Natural language region descriptions
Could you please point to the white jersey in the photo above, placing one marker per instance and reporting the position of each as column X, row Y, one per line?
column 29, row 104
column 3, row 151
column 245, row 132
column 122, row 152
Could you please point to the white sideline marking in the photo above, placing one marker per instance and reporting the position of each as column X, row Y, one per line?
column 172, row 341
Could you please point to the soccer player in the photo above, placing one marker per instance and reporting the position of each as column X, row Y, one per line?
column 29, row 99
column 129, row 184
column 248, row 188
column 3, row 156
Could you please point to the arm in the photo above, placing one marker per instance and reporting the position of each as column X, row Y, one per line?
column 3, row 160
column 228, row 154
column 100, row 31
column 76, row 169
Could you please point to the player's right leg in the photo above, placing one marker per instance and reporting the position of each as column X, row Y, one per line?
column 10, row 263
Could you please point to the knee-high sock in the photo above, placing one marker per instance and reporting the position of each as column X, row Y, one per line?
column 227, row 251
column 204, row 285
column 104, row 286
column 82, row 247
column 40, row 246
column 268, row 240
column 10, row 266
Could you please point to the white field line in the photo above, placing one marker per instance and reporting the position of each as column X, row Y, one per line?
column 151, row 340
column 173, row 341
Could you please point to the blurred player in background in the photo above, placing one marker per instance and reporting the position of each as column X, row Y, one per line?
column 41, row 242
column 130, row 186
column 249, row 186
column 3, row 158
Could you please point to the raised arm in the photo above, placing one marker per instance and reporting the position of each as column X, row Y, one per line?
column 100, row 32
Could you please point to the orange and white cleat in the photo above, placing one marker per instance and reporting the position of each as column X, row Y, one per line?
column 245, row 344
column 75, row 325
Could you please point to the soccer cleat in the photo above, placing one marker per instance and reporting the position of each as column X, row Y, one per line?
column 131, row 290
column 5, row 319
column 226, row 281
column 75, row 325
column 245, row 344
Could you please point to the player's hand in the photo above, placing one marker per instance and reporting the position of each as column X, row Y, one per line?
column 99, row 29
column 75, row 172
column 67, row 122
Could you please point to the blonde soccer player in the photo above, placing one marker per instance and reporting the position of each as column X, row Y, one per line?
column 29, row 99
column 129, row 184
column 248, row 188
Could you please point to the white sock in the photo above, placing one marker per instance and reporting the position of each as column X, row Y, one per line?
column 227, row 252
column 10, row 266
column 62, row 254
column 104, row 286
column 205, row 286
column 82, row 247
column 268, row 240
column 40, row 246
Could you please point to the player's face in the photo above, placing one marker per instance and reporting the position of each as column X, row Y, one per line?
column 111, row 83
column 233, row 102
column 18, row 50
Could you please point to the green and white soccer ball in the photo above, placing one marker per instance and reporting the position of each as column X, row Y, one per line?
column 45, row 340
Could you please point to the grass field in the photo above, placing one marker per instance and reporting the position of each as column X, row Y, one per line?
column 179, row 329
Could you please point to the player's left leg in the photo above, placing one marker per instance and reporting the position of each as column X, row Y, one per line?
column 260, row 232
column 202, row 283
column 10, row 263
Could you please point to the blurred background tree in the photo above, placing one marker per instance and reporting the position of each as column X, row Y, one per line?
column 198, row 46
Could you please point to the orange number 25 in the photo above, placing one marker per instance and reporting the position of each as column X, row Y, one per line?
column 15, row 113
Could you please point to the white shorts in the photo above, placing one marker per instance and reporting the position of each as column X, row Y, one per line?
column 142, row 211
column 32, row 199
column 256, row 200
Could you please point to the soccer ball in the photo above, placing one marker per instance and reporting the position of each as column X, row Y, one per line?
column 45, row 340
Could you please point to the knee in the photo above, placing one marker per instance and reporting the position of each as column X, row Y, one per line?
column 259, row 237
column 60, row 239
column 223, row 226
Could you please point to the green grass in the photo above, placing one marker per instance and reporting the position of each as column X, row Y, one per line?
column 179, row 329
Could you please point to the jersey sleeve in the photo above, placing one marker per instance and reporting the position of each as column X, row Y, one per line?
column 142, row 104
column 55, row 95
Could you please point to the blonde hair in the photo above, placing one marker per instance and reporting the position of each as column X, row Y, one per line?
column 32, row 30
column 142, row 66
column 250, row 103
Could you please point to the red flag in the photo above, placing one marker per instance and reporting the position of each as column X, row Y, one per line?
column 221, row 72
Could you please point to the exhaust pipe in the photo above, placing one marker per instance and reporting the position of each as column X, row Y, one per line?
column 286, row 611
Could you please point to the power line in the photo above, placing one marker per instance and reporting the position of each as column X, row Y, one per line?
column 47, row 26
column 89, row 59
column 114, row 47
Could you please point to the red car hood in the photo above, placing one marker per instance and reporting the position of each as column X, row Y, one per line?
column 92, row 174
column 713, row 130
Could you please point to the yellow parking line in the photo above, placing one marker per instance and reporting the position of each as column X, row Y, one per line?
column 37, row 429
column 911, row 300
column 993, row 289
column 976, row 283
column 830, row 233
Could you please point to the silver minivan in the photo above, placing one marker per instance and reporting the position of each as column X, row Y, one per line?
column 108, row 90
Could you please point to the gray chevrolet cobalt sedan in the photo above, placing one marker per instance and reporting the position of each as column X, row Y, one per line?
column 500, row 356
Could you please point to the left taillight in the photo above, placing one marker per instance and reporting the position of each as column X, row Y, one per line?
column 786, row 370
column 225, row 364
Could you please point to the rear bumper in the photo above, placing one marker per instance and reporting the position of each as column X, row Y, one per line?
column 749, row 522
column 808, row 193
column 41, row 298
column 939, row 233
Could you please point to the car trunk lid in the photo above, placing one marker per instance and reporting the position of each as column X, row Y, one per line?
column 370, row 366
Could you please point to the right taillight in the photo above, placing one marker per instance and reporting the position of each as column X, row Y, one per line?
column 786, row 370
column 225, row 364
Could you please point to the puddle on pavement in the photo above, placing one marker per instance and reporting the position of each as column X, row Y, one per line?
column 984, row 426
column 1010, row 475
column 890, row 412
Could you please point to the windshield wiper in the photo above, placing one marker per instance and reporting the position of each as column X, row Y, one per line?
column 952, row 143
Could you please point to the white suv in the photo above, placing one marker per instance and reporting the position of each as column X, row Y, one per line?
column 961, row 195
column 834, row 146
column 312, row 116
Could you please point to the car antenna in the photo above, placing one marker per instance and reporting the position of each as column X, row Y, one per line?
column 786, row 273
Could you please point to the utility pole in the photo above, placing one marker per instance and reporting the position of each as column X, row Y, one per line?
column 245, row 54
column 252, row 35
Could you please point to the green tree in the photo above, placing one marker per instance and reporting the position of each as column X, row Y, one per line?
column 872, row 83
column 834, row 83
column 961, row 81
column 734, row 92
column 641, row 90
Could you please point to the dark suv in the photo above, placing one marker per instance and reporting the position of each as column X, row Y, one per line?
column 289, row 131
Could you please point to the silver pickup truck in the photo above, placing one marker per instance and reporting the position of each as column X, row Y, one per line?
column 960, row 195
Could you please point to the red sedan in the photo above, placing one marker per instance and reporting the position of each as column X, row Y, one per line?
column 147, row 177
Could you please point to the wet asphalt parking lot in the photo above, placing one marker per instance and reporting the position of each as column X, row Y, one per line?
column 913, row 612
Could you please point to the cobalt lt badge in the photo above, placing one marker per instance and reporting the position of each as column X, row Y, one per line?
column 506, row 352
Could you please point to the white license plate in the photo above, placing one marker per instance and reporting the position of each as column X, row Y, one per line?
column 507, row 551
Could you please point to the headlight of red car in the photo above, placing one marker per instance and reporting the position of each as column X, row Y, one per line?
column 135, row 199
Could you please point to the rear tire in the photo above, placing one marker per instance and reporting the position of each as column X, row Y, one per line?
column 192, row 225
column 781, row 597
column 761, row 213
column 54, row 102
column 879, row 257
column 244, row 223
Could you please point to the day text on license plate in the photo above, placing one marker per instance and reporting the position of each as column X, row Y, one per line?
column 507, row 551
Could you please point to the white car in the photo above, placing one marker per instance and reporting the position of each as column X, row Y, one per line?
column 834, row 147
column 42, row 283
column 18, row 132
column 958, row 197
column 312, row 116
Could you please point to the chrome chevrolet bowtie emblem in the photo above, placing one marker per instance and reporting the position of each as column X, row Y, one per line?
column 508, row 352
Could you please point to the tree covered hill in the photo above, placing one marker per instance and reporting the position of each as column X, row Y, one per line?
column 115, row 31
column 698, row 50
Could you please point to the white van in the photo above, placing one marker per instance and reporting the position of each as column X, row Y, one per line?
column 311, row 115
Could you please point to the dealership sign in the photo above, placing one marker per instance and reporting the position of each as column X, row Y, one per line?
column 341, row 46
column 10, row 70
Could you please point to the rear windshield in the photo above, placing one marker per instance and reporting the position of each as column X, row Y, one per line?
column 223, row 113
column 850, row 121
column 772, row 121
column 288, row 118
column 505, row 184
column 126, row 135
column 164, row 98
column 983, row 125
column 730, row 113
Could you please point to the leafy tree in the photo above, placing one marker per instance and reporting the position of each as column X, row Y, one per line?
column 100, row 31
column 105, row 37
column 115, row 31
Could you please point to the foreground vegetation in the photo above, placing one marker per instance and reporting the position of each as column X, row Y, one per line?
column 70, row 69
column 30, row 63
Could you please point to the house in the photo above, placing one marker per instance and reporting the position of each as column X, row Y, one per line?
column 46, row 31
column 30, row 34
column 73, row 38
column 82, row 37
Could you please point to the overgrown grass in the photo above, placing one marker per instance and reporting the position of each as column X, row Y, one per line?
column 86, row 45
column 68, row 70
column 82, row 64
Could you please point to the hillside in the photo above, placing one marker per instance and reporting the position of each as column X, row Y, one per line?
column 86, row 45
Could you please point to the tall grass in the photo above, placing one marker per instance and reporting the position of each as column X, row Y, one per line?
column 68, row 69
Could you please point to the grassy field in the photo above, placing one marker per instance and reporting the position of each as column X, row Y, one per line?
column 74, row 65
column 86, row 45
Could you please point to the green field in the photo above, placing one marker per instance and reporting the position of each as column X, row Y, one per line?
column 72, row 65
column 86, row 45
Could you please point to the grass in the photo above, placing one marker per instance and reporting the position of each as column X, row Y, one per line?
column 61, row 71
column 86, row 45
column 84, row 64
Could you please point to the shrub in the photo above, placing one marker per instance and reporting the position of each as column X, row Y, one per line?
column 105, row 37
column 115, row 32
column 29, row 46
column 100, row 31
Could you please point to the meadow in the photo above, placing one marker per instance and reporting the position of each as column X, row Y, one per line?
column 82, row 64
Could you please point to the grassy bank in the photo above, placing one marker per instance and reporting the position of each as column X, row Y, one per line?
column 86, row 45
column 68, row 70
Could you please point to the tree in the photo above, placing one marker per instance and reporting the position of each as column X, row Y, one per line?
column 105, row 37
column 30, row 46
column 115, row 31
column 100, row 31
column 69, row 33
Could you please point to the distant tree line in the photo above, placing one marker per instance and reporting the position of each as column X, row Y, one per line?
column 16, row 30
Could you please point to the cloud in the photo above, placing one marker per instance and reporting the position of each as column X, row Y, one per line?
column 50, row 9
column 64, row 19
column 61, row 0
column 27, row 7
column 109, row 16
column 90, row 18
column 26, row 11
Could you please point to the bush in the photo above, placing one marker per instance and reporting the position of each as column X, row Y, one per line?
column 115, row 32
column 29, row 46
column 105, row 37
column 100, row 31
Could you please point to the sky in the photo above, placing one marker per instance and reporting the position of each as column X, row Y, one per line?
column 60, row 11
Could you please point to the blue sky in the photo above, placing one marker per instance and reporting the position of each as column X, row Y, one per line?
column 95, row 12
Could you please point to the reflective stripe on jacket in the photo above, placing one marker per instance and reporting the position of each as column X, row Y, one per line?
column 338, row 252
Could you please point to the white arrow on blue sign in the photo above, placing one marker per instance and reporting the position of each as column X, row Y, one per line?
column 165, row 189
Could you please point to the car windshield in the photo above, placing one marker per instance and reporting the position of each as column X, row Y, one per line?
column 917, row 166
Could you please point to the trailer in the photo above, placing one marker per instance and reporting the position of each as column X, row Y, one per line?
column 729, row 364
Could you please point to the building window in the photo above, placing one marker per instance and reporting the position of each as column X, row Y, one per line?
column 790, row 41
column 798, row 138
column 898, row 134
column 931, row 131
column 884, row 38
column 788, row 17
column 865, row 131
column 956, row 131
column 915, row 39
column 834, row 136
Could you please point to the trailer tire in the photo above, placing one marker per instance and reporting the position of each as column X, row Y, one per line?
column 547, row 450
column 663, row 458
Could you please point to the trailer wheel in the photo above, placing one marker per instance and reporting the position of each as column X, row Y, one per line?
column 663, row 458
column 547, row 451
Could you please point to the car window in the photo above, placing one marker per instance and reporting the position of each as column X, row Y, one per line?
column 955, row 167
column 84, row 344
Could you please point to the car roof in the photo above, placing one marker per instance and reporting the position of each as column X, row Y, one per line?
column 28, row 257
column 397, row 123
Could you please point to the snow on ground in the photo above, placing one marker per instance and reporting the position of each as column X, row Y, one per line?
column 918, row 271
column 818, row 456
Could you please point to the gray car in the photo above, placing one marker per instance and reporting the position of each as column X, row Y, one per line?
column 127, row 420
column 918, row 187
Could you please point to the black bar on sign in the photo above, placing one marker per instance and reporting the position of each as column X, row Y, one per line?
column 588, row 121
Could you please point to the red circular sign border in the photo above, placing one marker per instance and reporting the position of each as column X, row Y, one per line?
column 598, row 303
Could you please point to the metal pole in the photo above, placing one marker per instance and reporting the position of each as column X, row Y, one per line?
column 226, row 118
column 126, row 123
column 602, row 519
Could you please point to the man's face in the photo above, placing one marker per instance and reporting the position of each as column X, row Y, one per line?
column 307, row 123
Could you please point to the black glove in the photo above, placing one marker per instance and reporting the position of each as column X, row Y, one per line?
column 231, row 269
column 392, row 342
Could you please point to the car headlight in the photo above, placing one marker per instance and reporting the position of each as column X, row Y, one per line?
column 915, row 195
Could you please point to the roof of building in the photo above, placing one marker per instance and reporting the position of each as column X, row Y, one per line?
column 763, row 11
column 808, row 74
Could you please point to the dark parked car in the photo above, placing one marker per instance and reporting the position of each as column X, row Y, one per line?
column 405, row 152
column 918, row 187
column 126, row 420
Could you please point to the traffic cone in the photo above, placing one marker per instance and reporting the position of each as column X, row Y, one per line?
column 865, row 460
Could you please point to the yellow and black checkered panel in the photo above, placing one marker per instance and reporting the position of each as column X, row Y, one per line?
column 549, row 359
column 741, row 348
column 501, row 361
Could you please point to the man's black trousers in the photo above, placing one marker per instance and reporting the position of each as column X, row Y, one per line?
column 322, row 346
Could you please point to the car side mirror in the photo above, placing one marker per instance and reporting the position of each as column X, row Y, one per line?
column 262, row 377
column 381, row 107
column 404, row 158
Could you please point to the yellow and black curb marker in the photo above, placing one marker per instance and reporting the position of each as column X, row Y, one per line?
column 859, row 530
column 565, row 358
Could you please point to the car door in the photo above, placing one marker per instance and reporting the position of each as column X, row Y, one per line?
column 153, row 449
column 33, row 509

--- TASK ITEM ---
What you return must match, line for line, the data from the line containing "Could you please point to the traffic" to its end, both ends included.

--- RESPONSE TO THIS TASK ---
Could you please point to the traffic cone in the photo above, placing one marker per instance and reporting the position of each as column X, row Y, one per line?
column 865, row 460
Could you please point to the yellow and black checkered panel in the photo above, placing one marker per instance and reporting the position of each as column X, row Y, one per line?
column 549, row 359
column 741, row 348
column 501, row 361
Could you please point to the man's black trousers in the photo above, placing one marker per instance and reporting the position of each as column X, row Y, one per line?
column 322, row 346
Could you please point to the car side mirror in the photo above, placing one marker per instance and reporting the position of each as column X, row Y, one per line?
column 262, row 377
column 381, row 107
column 404, row 158
Could you please point to the yellow and black curb marker in the photo above, placing one marker per instance and reporting the position of each as column X, row Y, one per line?
column 859, row 530
column 565, row 358
Could you please point to the car door in the photo above, placing one marker per instance and reporting the position of each as column X, row Y, one per line?
column 153, row 449
column 33, row 509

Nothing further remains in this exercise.